[Saved entries]
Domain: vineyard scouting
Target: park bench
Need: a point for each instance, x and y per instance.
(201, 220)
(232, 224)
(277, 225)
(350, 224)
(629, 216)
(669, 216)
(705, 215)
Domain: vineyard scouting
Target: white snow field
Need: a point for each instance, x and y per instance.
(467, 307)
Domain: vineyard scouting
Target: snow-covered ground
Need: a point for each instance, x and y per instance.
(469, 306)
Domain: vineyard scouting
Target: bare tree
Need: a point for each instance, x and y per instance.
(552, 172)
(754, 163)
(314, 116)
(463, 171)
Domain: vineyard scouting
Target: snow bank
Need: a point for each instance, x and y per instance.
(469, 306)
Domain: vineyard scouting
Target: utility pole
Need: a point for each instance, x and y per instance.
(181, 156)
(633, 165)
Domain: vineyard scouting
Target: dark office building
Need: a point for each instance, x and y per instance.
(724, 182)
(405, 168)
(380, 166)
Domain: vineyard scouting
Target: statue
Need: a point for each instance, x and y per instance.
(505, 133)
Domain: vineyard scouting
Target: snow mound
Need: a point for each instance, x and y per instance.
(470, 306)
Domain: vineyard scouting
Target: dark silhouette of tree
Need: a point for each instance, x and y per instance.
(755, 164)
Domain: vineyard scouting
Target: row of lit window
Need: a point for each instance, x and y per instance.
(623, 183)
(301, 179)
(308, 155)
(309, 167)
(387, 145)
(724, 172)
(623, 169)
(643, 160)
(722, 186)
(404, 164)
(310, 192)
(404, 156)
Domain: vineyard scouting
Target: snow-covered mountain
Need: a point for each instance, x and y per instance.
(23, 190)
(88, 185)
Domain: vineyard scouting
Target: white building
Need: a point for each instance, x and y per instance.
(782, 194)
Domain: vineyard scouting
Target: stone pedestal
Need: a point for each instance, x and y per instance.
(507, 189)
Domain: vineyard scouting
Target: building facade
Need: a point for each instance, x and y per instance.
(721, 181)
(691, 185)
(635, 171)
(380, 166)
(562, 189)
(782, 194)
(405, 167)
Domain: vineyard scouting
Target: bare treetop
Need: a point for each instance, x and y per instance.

The task
Reproduce, with no other lines, the one containing "Target: building facade" and all lines after it through the end of the data above.

Task response
Target: building facade
Need: a point for each instance, x and y per instance.
(721, 181)
(691, 185)
(635, 171)
(380, 166)
(562, 189)
(782, 194)
(405, 167)
Domain: vineyard scouting
Target: bare treetop
Need: a point for each instance, x and y per instance.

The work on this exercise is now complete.